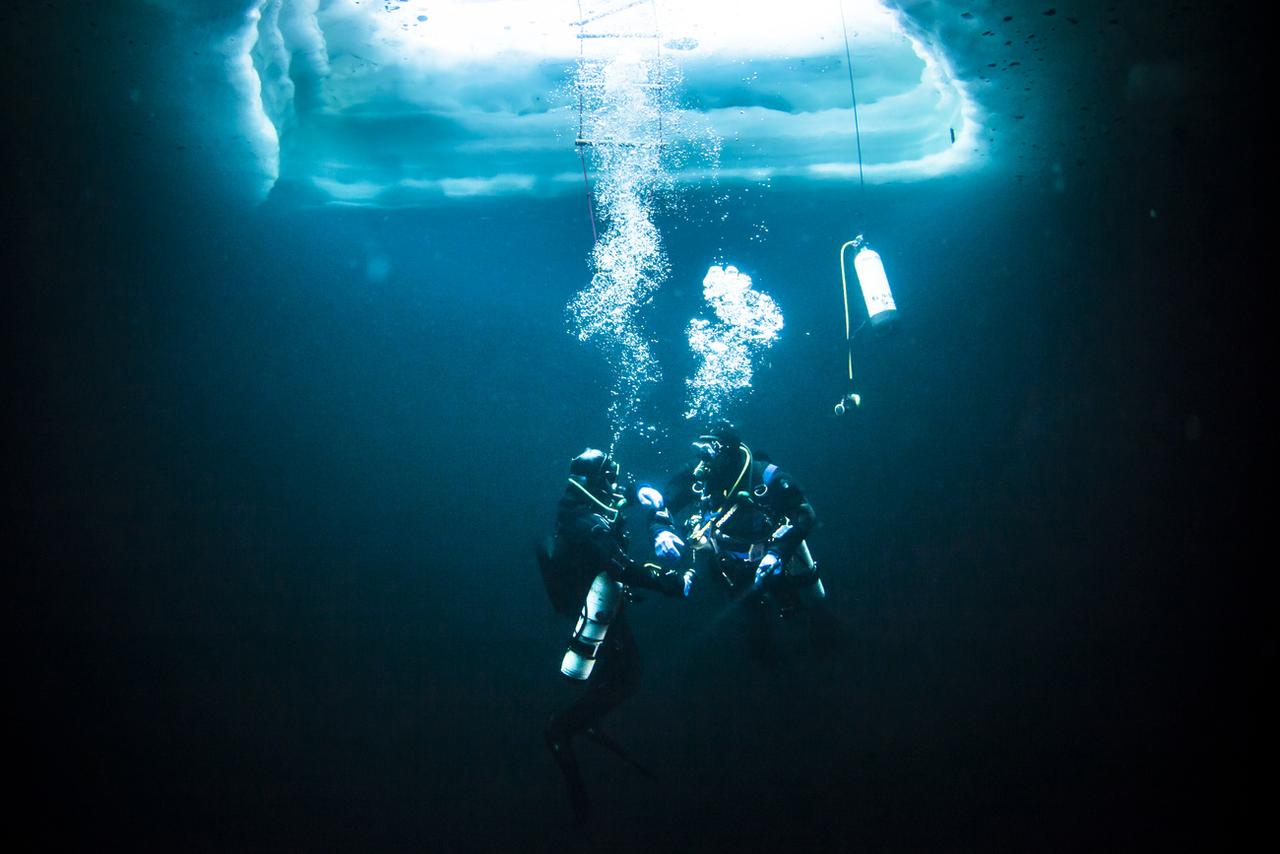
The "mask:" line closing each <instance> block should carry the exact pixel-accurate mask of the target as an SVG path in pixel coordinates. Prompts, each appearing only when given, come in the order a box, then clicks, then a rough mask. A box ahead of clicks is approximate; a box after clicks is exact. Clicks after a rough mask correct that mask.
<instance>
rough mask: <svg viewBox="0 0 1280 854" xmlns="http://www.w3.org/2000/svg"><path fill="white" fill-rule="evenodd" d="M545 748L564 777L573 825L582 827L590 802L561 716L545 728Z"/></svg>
mask: <svg viewBox="0 0 1280 854" xmlns="http://www.w3.org/2000/svg"><path fill="white" fill-rule="evenodd" d="M547 748H548V749H549V750H550V752H552V759H554V761H556V767H558V768H559V771H561V773H562V775H563V776H564V787H566V789H567V790H568V805H570V809H572V810H573V823H576V825H582V823H585V822H586V819H588V818H589V817H590V814H591V800H590V798H588V796H586V784H585V782H584V781H582V769H581V768H579V764H577V757H576V755H575V754H573V739H572V734H571V732H568V731H567V730H566V729H564V723H563V714H557V716H556V717H553V718H552V721H550V723H549V725H548V726H547Z"/></svg>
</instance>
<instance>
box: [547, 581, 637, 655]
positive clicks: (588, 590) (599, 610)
mask: <svg viewBox="0 0 1280 854" xmlns="http://www.w3.org/2000/svg"><path fill="white" fill-rule="evenodd" d="M620 607H622V583H621V581H614V580H612V579H611V577H609V575H608V572H600V574H599V575H596V576H595V580H594V581H591V589H590V590H588V592H586V602H584V603H582V613H581V615H580V616H579V618H577V627H576V629H573V636H572V638H570V641H568V649H566V650H564V658H563V659H562V661H561V672H562V673H564V675H566V676H568V677H570V679H577V680H586V679H588V677H589V676H590V675H591V668H593V667H595V656H596V653H598V652H599V649H600V644H602V643H604V635H605V632H608V630H609V622H612V621H613V616H614V615H616V613H617V612H618V608H620Z"/></svg>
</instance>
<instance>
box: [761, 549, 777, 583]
mask: <svg viewBox="0 0 1280 854" xmlns="http://www.w3.org/2000/svg"><path fill="white" fill-rule="evenodd" d="M781 576H782V558H781V557H778V556H777V554H774V553H773V552H769V553H768V554H765V556H764V557H762V558H760V565H759V566H756V567H755V586H763V585H765V584H768V583H771V581H776V580H777V579H780V577H781Z"/></svg>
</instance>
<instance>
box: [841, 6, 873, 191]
mask: <svg viewBox="0 0 1280 854" xmlns="http://www.w3.org/2000/svg"><path fill="white" fill-rule="evenodd" d="M840 32H842V33H844V35H845V67H846V68H847V69H849V96H850V97H851V99H852V101H854V140H855V141H856V142H858V188H859V189H860V191H863V192H865V189H867V183H865V182H864V181H863V134H861V129H860V128H859V127H858V92H856V91H854V52H852V50H851V49H850V47H849V24H846V23H845V0H840Z"/></svg>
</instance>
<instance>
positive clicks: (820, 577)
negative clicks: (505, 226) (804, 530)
mask: <svg viewBox="0 0 1280 854" xmlns="http://www.w3.org/2000/svg"><path fill="white" fill-rule="evenodd" d="M786 584H787V586H788V588H790V589H791V592H792V594H794V595H795V598H796V600H799V603H800V606H801V607H803V608H804V609H805V611H806V612H808V615H809V643H810V645H812V647H813V648H814V650H815V652H819V653H826V652H831V650H832V649H833V648H835V647H837V645H838V643H840V624H838V621H837V620H836V616H835V615H833V613H832V612H831V608H828V607H827V589H826V588H824V586H823V584H822V576H819V575H818V563H817V562H815V561H814V560H813V554H810V553H809V544H808V543H800V548H799V549H797V551H796V554H795V557H794V558H792V560H791V562H790V565H788V566H787V574H786Z"/></svg>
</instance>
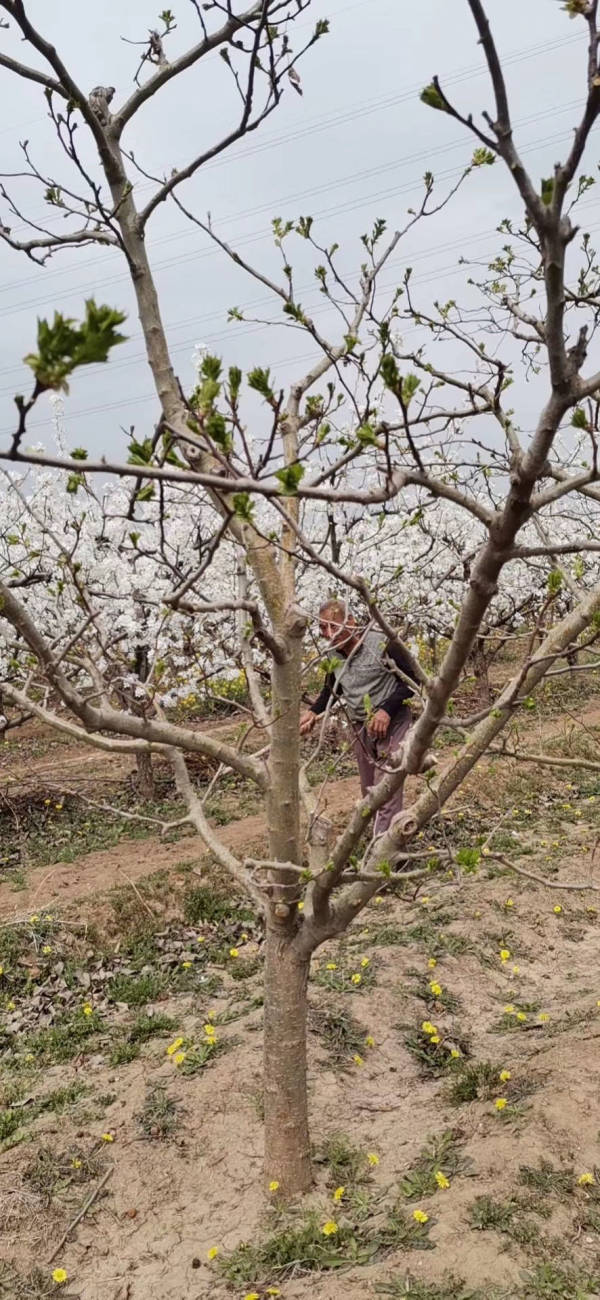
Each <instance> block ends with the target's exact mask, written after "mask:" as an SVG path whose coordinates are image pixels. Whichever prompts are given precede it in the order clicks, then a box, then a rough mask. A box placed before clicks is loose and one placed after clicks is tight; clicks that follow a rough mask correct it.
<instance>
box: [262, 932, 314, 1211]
mask: <svg viewBox="0 0 600 1300" xmlns="http://www.w3.org/2000/svg"><path fill="white" fill-rule="evenodd" d="M309 962H310V959H309V958H308V957H300V956H299V954H297V953H296V952H295V949H294V948H292V946H291V945H290V937H288V932H287V930H286V928H279V927H278V926H275V924H273V923H269V924H268V930H266V943H265V1037H264V1082H265V1182H266V1186H269V1183H270V1182H271V1180H274V1182H278V1183H279V1190H278V1193H279V1196H282V1197H287V1196H297V1195H301V1193H303V1192H308V1191H309V1188H310V1187H312V1169H310V1139H309V1131H308V1097H306V988H308V971H309Z"/></svg>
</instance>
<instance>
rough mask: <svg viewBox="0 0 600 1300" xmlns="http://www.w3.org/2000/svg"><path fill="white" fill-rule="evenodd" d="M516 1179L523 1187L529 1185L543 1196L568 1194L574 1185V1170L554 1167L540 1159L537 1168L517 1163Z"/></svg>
mask: <svg viewBox="0 0 600 1300" xmlns="http://www.w3.org/2000/svg"><path fill="white" fill-rule="evenodd" d="M518 1180H519V1183H521V1184H522V1186H523V1187H531V1188H532V1190H534V1191H536V1192H544V1195H545V1196H552V1195H556V1196H561V1197H562V1196H570V1195H571V1192H573V1187H574V1171H573V1167H571V1169H555V1166H553V1165H552V1164H551V1161H549V1160H540V1162H539V1166H538V1169H534V1167H532V1166H531V1165H519V1170H518Z"/></svg>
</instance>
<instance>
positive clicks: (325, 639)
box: [318, 614, 356, 650]
mask: <svg viewBox="0 0 600 1300" xmlns="http://www.w3.org/2000/svg"><path fill="white" fill-rule="evenodd" d="M318 630H319V632H321V636H322V637H325V640H326V641H329V643H330V645H331V646H335V647H336V649H338V650H340V649H342V647H343V646H344V645H347V643H348V641H352V638H353V636H355V632H356V620H355V619H353V616H352V614H348V615H347V616H345V619H339V617H336V616H335V615H334V614H322V615H321V617H319V620H318Z"/></svg>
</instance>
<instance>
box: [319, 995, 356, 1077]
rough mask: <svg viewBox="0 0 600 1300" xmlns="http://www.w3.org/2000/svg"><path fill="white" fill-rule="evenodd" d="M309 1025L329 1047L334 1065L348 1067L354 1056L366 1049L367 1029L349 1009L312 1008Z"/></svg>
mask: <svg viewBox="0 0 600 1300" xmlns="http://www.w3.org/2000/svg"><path fill="white" fill-rule="evenodd" d="M309 1026H310V1028H312V1030H313V1032H314V1034H318V1036H319V1039H321V1040H322V1043H323V1044H325V1047H326V1048H327V1052H329V1058H330V1061H331V1063H332V1065H336V1066H340V1067H342V1069H343V1067H344V1066H345V1067H348V1066H349V1063H351V1061H352V1057H353V1056H355V1054H357V1053H358V1054H360V1053H362V1052H364V1050H365V1037H366V1030H365V1028H364V1026H362V1024H360V1023H358V1021H356V1019H355V1017H353V1015H351V1014H349V1011H344V1010H340V1009H336V1008H332V1009H331V1010H326V1009H322V1008H310V1011H309Z"/></svg>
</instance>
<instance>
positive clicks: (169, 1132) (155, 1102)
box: [136, 1083, 182, 1141]
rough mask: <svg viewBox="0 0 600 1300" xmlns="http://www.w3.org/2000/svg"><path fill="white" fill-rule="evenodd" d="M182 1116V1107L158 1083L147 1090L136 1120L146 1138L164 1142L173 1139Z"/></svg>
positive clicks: (153, 1085) (145, 1091) (136, 1118)
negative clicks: (140, 1109) (137, 1122)
mask: <svg viewBox="0 0 600 1300" xmlns="http://www.w3.org/2000/svg"><path fill="white" fill-rule="evenodd" d="M181 1114H182V1109H181V1106H178V1104H177V1101H174V1100H173V1097H169V1095H168V1092H166V1088H165V1086H164V1084H161V1083H158V1084H153V1086H149V1087H148V1088H147V1089H145V1099H144V1105H143V1109H142V1110H140V1113H139V1115H136V1119H138V1125H139V1127H140V1130H142V1132H143V1135H144V1138H151V1139H155V1140H161V1141H164V1140H165V1139H166V1138H173V1134H174V1132H175V1128H177V1126H178V1121H179V1117H181Z"/></svg>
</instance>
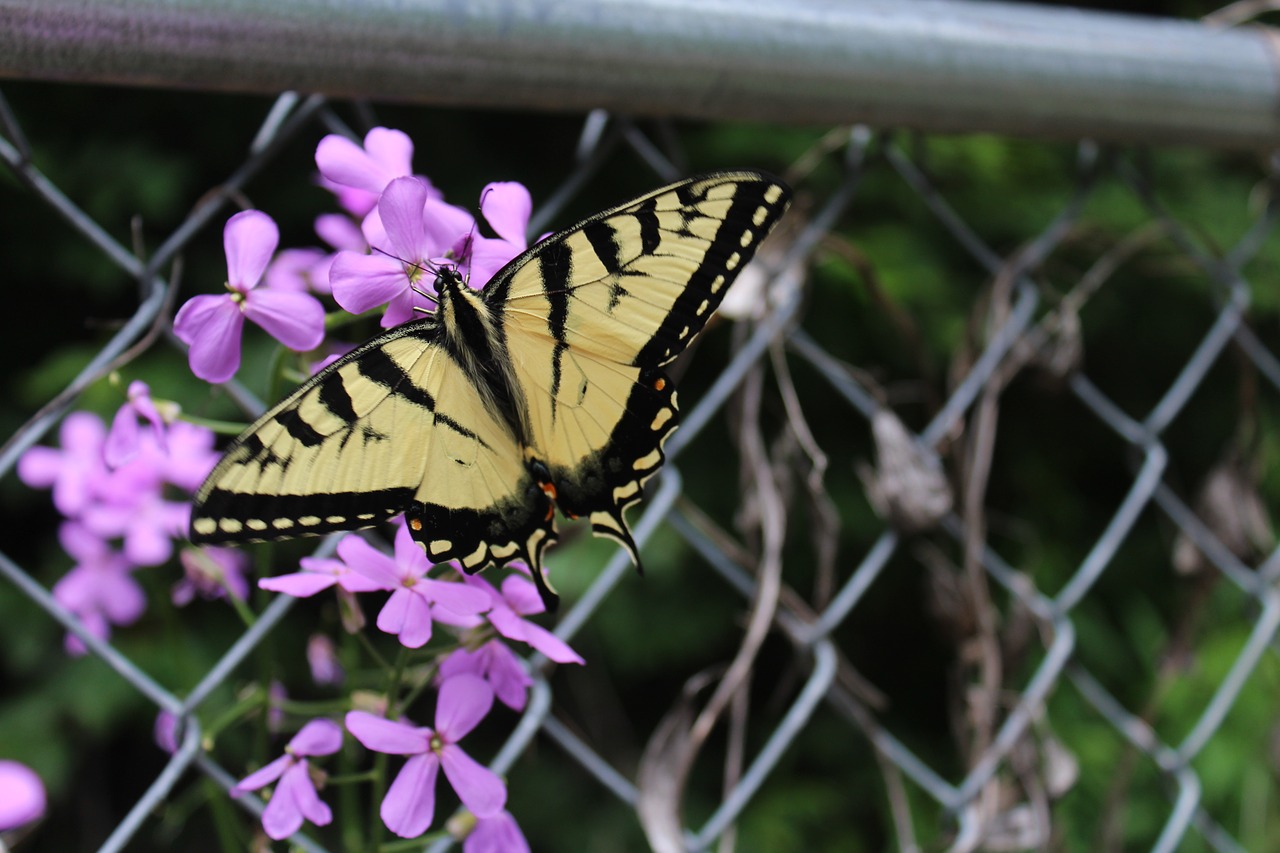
____________
Tally the lines of the listing above that contain the word "given" and state the result as a bare number.

#### OUTPUT FOR THIS TASK:
2